*** Begin section ***
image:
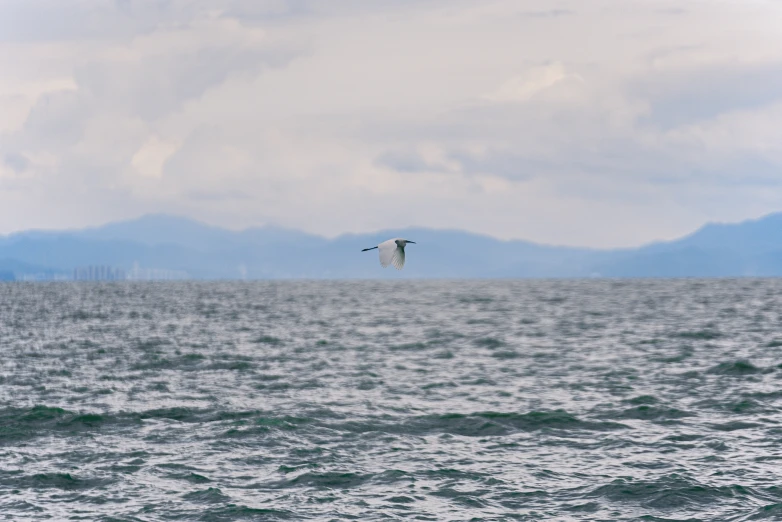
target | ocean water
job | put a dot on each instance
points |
(448, 400)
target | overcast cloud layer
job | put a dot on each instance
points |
(580, 122)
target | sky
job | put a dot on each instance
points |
(602, 123)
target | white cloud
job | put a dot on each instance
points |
(596, 123)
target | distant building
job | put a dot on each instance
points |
(155, 274)
(98, 273)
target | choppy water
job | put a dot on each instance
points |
(528, 400)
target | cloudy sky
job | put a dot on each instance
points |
(581, 122)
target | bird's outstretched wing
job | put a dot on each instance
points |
(398, 259)
(386, 250)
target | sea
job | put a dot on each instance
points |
(482, 400)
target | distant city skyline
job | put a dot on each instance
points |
(600, 123)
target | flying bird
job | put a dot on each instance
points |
(392, 252)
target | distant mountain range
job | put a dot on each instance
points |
(162, 246)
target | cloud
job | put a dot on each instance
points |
(597, 123)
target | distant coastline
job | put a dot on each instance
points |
(164, 247)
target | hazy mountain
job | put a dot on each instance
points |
(183, 246)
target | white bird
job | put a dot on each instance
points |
(392, 252)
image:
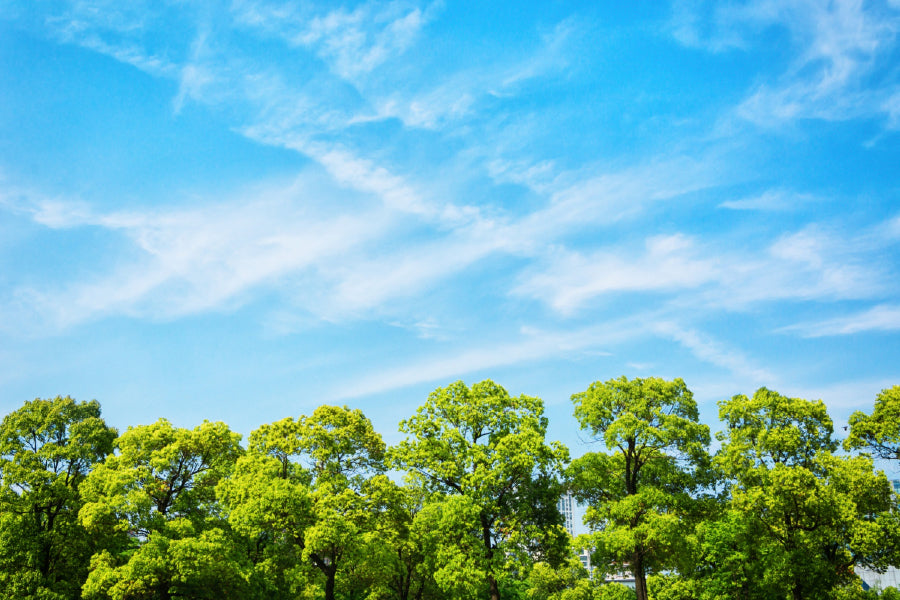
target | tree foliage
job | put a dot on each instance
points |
(483, 452)
(307, 493)
(878, 433)
(812, 515)
(640, 491)
(47, 448)
(309, 511)
(155, 501)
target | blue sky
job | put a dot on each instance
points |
(241, 210)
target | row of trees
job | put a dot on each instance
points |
(311, 508)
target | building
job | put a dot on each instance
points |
(567, 510)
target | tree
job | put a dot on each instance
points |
(813, 515)
(156, 499)
(302, 492)
(639, 492)
(879, 433)
(482, 452)
(47, 448)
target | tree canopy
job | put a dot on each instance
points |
(464, 507)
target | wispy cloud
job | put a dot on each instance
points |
(669, 263)
(810, 264)
(531, 346)
(883, 318)
(837, 50)
(714, 352)
(777, 200)
(184, 261)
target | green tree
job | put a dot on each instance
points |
(157, 497)
(879, 433)
(47, 448)
(303, 492)
(813, 515)
(483, 453)
(640, 491)
(569, 581)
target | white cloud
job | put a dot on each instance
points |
(776, 200)
(836, 48)
(532, 346)
(883, 317)
(184, 261)
(810, 264)
(571, 280)
(714, 352)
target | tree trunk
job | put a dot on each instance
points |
(329, 584)
(486, 533)
(495, 589)
(640, 578)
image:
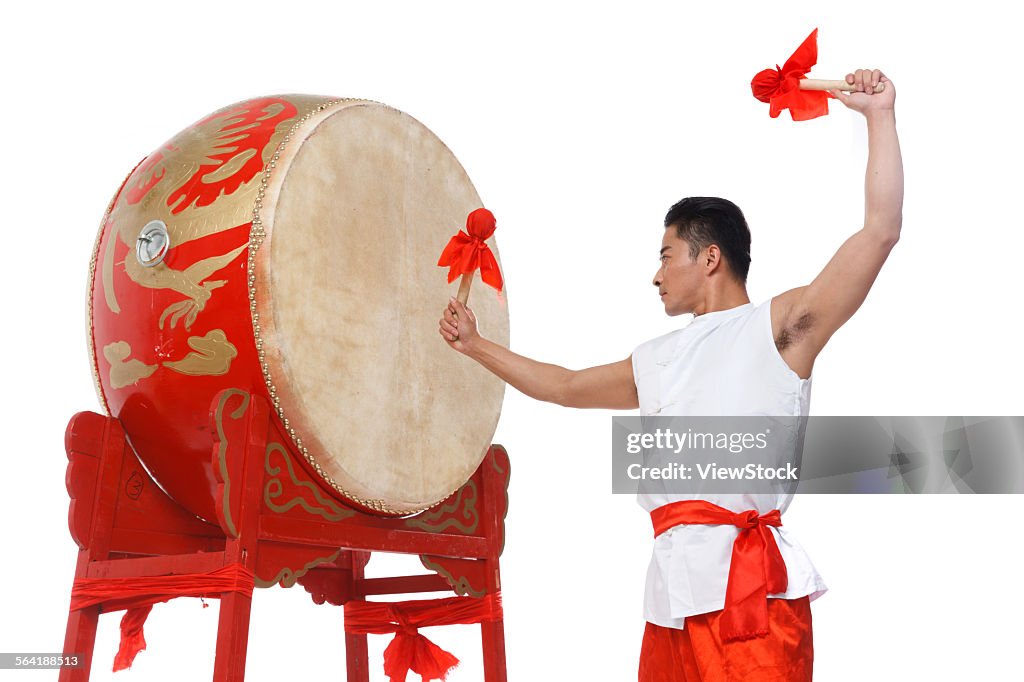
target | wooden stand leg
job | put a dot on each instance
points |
*** End section ***
Exercise objective: Without changing a single word, set down all of the material again and leave out its pictures.

Exercise answer:
image:
target | ocean water
job | put a dot on each instance
points |
(448, 400)
target | overcast cloud layer
job | put a dot on each instance
points |
(580, 122)
target | sky
job | put a dot on each instance
points |
(602, 123)
target | white cloud
job | put a dot on each instance
points |
(596, 123)
target | distant building
job | put a dot on each instance
points |
(155, 274)
(98, 273)
target | choppy water
job | put a dot on each instance
points |
(528, 400)
target | cloudy sky
job | put a dot on each instance
points |
(581, 122)
target | bird's outstretched wing
job | put a dot on each instance
points |
(398, 259)
(386, 250)
target | sea
job | put a dot on each instance
points |
(482, 400)
target | distant city skyline
job | put a dot on each instance
points |
(600, 123)
target | flying bird
job | put a dot on each instance
points |
(392, 252)
target | distant mountain range
job | put a dot on each instance
points |
(162, 246)
target | cloud
job | put a dot on each instance
points |
(597, 123)
target | distant coastline
job | put a dot on each instance
points |
(164, 247)
target | hazy mountain
job | put a dot on each instance
points |
(183, 246)
target | white bird
job | put a dot on each instance
points |
(392, 252)
image:
target | tree foliage
job | put a dot on each instance
points |
(483, 452)
(307, 493)
(878, 433)
(812, 515)
(640, 491)
(47, 448)
(309, 511)
(155, 501)
target | blue sky
job | put a dot on each instance
points |
(241, 210)
target | row of trees
job | put a dot on each instance
points |
(311, 508)
target | building
job | put a dot on each instance
points |
(567, 510)
target | tree
job | put a dot on each instance
points |
(813, 515)
(156, 499)
(302, 492)
(639, 492)
(879, 433)
(482, 452)
(47, 448)
target | tree canopy
job | put a dot on each instance
points |
(464, 507)
target | wispy cloud
job | put a dot on each instance
points |
(669, 263)
(810, 264)
(531, 346)
(883, 318)
(837, 50)
(714, 352)
(777, 200)
(184, 261)
target | green tree
job | put a dot on each instance
points |
(157, 497)
(879, 433)
(47, 448)
(303, 492)
(813, 515)
(483, 453)
(640, 491)
(569, 581)
target | white cloud
job | put a dot on each instance
points |
(776, 200)
(836, 48)
(532, 346)
(883, 317)
(184, 261)
(810, 264)
(571, 280)
(714, 352)
target | tree trunk
job | put a dot on each instance
points |
(329, 584)
(486, 533)
(495, 589)
(640, 578)
image:
target | wooden stand leg
job | put a dot on each instance
points |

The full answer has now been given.